Problem to solve: Will you print every entry below verbatim, changing nothing?

*****

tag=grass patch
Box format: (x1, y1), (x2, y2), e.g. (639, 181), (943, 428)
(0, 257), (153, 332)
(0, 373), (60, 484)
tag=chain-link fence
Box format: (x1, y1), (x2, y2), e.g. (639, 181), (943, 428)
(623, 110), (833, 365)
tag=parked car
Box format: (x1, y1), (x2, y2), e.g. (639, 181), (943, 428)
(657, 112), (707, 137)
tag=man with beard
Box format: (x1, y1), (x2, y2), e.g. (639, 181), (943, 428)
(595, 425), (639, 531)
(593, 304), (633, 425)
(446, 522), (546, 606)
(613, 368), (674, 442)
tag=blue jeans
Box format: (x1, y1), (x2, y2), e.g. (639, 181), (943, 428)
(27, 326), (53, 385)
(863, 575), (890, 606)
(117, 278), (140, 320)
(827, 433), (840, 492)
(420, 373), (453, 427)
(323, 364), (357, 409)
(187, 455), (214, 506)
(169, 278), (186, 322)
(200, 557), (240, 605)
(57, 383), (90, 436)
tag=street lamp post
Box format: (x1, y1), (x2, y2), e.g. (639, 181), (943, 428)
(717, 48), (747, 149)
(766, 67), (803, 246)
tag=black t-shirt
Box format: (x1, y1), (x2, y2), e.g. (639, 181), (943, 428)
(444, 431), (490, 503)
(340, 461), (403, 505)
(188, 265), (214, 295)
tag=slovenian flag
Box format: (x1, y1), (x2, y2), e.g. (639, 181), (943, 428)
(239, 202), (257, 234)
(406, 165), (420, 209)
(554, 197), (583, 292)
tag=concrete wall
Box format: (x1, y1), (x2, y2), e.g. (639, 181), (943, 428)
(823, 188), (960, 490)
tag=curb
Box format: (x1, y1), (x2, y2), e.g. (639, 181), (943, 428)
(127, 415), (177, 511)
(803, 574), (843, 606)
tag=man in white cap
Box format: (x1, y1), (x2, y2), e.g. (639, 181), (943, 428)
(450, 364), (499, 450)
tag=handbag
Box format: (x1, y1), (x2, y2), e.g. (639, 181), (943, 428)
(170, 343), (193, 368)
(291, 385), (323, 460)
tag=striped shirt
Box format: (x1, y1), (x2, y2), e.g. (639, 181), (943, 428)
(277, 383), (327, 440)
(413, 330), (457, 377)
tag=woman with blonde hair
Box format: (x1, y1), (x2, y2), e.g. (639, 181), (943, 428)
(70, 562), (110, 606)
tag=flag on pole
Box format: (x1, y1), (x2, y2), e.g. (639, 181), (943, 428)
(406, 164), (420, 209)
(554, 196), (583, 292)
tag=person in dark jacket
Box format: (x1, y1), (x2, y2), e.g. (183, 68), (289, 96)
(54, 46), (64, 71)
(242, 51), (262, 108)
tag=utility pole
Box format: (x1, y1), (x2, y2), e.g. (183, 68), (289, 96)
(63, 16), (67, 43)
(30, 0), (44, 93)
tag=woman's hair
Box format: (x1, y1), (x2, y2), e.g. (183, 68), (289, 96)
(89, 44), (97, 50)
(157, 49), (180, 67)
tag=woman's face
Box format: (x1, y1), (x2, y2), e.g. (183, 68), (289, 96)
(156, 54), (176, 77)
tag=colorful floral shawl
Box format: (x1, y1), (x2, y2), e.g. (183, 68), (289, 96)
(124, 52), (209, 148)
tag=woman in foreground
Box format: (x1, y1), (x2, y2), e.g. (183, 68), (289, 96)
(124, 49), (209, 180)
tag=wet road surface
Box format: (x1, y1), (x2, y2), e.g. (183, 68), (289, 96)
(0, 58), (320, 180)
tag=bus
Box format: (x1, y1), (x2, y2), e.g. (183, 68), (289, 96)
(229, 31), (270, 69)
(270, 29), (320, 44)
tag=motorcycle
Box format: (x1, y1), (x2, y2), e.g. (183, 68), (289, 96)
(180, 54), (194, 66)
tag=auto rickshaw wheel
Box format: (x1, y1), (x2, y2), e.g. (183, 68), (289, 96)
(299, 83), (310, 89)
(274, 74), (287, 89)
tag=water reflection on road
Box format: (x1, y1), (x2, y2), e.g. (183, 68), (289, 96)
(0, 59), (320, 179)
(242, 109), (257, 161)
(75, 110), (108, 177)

*****

Answer for the task:
tag=grass patch
Box format: (x1, y1), (x2, y2), e.g. (639, 181), (943, 428)
(0, 257), (153, 332)
(0, 373), (60, 484)
tag=chain-link fence
Box format: (x1, y1), (x2, y2), e.g. (639, 181), (943, 428)
(623, 110), (833, 365)
tag=parked car
Box format: (x1, y1), (x2, y2), e.g. (639, 181), (943, 428)
(657, 112), (707, 137)
tag=man with beard
Box format: (x1, y1), (x2, y2), e.g. (639, 181), (943, 428)
(595, 425), (639, 531)
(593, 304), (633, 425)
(446, 522), (546, 606)
(613, 368), (674, 442)
tag=blue jeans
Box format: (x1, y1), (x2, y2), e.g. (639, 181), (943, 428)
(27, 326), (53, 385)
(863, 575), (890, 606)
(117, 278), (140, 320)
(827, 433), (840, 492)
(420, 373), (453, 427)
(323, 364), (357, 409)
(187, 455), (214, 506)
(169, 278), (186, 322)
(200, 557), (240, 605)
(57, 383), (90, 436)
tag=street lamp post
Box format: (x1, y1), (x2, y2), e.g. (639, 181), (943, 428)
(717, 48), (747, 149)
(766, 67), (803, 246)
tag=black t-shirt
Box format: (x1, y1), (x2, y2), e.g. (639, 181), (943, 428)
(444, 431), (490, 503)
(340, 461), (403, 505)
(188, 265), (214, 295)
tag=slovenian flag
Box format: (x1, y1), (x2, y2), e.g. (639, 181), (943, 428)
(239, 202), (257, 234)
(406, 165), (420, 209)
(554, 197), (583, 292)
tag=concrete wall
Box format: (x1, y1), (x2, y2), e.g. (639, 181), (943, 428)
(823, 188), (960, 490)
tag=curb
Box format: (x1, y1), (x2, y2), e.g. (639, 181), (943, 428)
(127, 415), (177, 511)
(803, 574), (843, 606)
tag=man in white cap
Box format: (x1, y1), (x2, y2), e.g. (639, 181), (943, 428)
(450, 364), (499, 450)
tag=handbag
Box format: (x1, y1), (x2, y2), e.g. (639, 181), (943, 428)
(170, 343), (193, 368)
(291, 385), (323, 460)
tag=striped shirt
Box format: (x1, y1), (x2, y2), e.g. (639, 181), (943, 428)
(277, 383), (327, 440)
(413, 330), (457, 377)
tag=woman with blonde hair
Box format: (x1, y1), (x2, y2), e.g. (639, 181), (943, 428)
(70, 562), (110, 606)
tag=flag on pole
Box format: (x1, y1), (x2, y2), e.g. (639, 181), (943, 428)
(406, 164), (420, 209)
(554, 196), (583, 292)
tag=person in dark jacket
Box format: (x1, y1), (x2, y2), e.g. (183, 68), (289, 96)
(54, 46), (64, 71)
(242, 51), (262, 108)
tag=utility pole
Box format: (x1, y1), (x2, y2), e.g. (183, 68), (289, 96)
(63, 16), (67, 43)
(30, 0), (44, 93)
tag=woman's hair
Box format: (x1, y1), (x2, y2), e.g. (183, 68), (289, 96)
(89, 44), (97, 50)
(157, 49), (180, 67)
tag=woman's face
Box format: (x1, y1), (x2, y2), e.g. (183, 68), (289, 96)
(156, 54), (176, 77)
tag=colorful floral shawl
Box format: (x1, y1), (x2, y2), e.g. (183, 68), (289, 96)
(124, 52), (209, 148)
tag=woman in foreground
Box format: (x1, y1), (x2, y2), e.g. (183, 68), (289, 96)
(124, 49), (209, 180)
tag=wet road surface
Box format: (x1, y1), (x2, y2), e.g. (183, 68), (289, 96)
(0, 58), (320, 180)
tag=bus
Box format: (x1, y1), (x2, y2), e.g. (183, 68), (289, 96)
(229, 31), (270, 69)
(270, 29), (320, 44)
tag=motorcycle
Box format: (x1, y1), (x2, y2), e.g. (183, 68), (289, 96)
(180, 54), (194, 66)
tag=auto rickshaw wheel
Box format: (x1, y1), (x2, y2), e.g. (183, 68), (289, 96)
(299, 83), (310, 89)
(274, 74), (287, 89)
tag=water reflection on road
Box format: (x1, y1), (x2, y2), e.g. (183, 68), (289, 96)
(0, 59), (320, 179)
(242, 109), (257, 161)
(75, 110), (108, 177)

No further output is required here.